• Excerpt provided:
********

Canadian-Moroccan businessman and philanthropist

Albert "Aldo" Bensadoun (born 1939), is a Moroccan-Canadian businessman. He is the founder and executive chairman of Aldo, a retail shoe company based in Montreal, Quebec, Canada. Bensadoun's family foundation donated $25 million to McGill University to help found the Bensadoun School of Retail Management.

== Early life ==
Aldo Bensadoun (אלדו בן סעדון) was born in Fez to a Moroccan Jewish family; his father was a shoe retailer in Fez, Morocco and France. Bensadoun moved to the United States for his post-secondary education. He attended Cornell University before relocating to Montreal and graduating from McGill University with a commerce degree in 1964.

==Career==
He worked at Yellow Shoes before founding the precursor to the Aldo Group in 1972 as a stand within the Le Château store in Montreal.

As of July 2020, Forbes estimated his net worth at US$1.1 billion.

==Honours==
Bensadoun is a recipient of the Order of Canada. He is a recipient of the National Order of Quebec, and the Ordre de Montréal.

==Personal life==
Bensadoun has been married twice. His first wife was a Scottish Protestant; they had two sons: David (born 1970) and Douglas (born 1973). His second wife is Dianne Bibeau; they have a daughter, Daniela (born 1991). His son David is the CEO of the Aldo Group and is married to Isabelle Poirier. Bensadoun lives in Montreal.

In 2012, his son, David, along with Patrick Beaule were the first Canadian four wheel team to complete the Dakar Rally.

********

• Records supplied:
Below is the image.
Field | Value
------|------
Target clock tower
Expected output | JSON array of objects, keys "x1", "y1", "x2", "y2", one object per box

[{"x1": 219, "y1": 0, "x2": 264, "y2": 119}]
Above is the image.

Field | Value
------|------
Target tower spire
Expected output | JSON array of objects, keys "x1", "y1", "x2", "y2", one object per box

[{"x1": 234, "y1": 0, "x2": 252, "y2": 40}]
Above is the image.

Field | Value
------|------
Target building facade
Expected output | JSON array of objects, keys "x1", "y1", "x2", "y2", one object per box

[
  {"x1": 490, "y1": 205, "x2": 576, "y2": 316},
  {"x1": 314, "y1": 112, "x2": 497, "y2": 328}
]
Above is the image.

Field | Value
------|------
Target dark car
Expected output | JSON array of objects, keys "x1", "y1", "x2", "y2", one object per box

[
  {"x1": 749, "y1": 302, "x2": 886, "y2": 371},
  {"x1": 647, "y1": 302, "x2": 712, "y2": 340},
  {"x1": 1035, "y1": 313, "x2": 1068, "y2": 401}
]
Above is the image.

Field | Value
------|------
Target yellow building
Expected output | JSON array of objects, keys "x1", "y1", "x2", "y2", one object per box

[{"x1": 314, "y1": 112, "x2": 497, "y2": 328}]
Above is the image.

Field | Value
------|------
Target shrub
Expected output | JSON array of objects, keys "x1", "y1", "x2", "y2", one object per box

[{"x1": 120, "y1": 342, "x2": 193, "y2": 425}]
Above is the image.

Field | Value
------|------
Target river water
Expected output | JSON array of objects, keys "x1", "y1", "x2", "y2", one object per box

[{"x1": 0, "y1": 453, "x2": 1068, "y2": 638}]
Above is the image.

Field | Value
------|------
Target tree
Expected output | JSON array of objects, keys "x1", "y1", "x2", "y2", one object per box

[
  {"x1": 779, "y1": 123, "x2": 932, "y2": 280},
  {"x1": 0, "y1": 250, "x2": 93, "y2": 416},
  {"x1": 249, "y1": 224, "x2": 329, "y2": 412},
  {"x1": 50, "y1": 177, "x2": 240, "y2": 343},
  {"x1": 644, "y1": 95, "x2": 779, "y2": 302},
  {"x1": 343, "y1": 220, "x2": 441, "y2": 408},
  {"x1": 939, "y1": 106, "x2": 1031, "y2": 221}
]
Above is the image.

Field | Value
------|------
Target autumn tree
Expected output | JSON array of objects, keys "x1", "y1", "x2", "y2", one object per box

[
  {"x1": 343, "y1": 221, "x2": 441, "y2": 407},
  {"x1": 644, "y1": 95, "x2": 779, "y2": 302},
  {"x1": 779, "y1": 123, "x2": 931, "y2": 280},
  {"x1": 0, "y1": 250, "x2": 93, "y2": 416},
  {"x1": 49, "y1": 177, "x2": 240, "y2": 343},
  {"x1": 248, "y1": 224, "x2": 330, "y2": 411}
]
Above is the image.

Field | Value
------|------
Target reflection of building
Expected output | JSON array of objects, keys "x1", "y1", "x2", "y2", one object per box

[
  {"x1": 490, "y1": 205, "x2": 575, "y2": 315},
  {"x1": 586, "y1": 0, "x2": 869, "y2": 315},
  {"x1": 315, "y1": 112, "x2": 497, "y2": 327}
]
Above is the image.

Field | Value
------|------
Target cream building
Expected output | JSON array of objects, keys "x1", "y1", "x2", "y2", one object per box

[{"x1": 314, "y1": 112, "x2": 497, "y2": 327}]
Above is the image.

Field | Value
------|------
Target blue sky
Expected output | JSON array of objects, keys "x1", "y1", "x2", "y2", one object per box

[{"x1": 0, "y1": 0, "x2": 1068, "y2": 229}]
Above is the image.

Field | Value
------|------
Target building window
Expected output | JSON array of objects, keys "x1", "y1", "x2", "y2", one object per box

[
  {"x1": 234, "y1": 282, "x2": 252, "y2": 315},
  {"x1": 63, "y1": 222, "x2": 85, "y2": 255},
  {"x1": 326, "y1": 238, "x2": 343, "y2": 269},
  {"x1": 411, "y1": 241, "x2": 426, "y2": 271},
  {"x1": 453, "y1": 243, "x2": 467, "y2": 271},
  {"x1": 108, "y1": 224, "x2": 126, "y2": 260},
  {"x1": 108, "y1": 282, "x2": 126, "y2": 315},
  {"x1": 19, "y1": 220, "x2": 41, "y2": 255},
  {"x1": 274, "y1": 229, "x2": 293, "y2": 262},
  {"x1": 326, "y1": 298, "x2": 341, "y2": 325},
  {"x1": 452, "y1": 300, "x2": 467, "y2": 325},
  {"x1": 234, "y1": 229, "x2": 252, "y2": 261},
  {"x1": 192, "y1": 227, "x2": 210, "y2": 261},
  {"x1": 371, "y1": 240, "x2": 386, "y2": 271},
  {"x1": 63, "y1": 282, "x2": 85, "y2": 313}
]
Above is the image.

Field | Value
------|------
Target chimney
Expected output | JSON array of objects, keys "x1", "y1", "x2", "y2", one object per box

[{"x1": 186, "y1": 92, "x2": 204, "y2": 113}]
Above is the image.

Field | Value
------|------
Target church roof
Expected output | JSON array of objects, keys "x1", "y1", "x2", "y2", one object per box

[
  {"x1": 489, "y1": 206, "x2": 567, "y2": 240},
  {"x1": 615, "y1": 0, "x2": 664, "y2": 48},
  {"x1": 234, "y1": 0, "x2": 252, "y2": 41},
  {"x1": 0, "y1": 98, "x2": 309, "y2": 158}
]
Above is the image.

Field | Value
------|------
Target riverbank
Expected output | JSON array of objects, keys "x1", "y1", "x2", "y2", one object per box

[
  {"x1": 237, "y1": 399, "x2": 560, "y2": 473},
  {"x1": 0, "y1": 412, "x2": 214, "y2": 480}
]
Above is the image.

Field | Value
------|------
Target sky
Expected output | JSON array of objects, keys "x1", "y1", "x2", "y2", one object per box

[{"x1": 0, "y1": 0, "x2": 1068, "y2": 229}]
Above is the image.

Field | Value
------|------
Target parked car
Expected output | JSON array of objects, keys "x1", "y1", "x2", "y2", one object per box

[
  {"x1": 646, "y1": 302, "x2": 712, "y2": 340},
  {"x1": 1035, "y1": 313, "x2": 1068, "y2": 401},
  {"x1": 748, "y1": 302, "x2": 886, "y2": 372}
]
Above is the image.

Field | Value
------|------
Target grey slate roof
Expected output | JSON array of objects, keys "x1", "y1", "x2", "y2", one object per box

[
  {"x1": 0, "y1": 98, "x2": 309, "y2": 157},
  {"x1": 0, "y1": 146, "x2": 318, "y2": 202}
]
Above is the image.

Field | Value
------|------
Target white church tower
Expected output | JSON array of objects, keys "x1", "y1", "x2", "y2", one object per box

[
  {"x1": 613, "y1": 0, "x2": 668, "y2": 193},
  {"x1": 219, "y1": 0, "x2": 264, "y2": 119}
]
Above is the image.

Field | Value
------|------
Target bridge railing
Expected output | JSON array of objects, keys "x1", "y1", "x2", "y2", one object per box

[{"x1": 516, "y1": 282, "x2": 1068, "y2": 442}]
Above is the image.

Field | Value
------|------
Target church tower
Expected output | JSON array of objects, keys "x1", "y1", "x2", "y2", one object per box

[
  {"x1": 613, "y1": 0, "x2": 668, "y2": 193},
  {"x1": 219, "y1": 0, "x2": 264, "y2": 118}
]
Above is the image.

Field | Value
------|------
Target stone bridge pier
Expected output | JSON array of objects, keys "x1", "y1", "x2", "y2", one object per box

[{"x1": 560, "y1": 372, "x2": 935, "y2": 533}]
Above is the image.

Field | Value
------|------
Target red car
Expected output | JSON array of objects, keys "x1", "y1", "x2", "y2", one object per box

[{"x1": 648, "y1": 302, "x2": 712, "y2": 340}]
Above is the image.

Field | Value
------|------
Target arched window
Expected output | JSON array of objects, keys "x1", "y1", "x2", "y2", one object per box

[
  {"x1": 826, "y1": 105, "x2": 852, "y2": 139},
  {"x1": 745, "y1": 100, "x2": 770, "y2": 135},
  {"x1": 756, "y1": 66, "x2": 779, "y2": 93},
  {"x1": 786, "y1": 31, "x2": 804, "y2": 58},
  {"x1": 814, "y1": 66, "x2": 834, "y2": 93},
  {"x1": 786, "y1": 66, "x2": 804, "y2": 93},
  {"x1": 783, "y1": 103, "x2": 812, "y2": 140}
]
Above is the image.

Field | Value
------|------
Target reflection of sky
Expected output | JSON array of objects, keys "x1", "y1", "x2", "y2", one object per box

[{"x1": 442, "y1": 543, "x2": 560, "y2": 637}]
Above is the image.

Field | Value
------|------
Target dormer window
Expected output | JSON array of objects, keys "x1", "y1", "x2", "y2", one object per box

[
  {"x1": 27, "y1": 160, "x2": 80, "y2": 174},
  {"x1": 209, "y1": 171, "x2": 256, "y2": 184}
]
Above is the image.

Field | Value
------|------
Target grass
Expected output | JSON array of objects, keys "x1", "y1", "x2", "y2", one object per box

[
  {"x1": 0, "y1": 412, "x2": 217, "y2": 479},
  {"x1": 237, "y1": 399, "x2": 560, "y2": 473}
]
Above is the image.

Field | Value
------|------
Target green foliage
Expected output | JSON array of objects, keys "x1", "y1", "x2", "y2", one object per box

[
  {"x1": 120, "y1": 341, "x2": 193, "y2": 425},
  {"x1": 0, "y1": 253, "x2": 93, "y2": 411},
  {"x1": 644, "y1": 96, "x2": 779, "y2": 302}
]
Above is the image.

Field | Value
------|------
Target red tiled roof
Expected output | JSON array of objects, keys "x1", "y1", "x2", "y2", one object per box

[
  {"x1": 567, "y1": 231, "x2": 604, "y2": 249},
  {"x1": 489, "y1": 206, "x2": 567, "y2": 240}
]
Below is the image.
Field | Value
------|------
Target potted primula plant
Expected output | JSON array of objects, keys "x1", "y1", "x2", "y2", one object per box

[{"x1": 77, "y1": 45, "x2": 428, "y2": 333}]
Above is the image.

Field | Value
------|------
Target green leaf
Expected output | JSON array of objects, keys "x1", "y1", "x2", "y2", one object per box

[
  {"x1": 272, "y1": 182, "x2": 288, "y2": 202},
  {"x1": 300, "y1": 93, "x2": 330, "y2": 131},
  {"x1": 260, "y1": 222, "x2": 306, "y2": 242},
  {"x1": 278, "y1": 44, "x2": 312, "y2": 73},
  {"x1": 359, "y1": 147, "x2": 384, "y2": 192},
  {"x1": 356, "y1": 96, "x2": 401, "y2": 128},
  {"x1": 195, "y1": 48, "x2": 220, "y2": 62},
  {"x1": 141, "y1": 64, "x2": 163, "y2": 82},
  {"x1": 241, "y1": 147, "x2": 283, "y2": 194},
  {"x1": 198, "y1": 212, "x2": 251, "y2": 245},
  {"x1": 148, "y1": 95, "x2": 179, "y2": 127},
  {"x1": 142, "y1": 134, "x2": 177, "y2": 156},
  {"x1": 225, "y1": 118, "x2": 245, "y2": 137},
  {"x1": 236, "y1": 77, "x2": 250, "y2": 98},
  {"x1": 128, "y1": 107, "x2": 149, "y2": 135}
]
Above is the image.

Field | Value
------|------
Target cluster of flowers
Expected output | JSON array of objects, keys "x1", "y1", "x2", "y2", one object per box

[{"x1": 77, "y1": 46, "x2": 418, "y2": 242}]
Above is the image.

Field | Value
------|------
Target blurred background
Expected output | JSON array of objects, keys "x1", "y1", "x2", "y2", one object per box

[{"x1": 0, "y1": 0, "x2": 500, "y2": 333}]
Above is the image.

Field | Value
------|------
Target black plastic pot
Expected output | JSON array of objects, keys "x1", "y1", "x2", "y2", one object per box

********

• About this task: Using the text on Aldo Bensadoun, decide whether each statement agrees with it. Answer yes or no for each, and quote the words from the text that settle it. 1. Bensadoun graduated from Cornell University. 2. The precursor to the Aldo Group began as a stand within a Le Château store. 3. Bensadoun's daughter Daniela is the CEO of the Aldo Group.

• Result below:
1. No: "He attended Cornell University before relocating to Montreal and graduating from McGill University with a commerce degree in 1964."
2. Yes: "founding the precursor to the Aldo Group in 1972 as a stand within the Le Château store in Montreal."
3. No: "His son David is the CEO of the Aldo Group."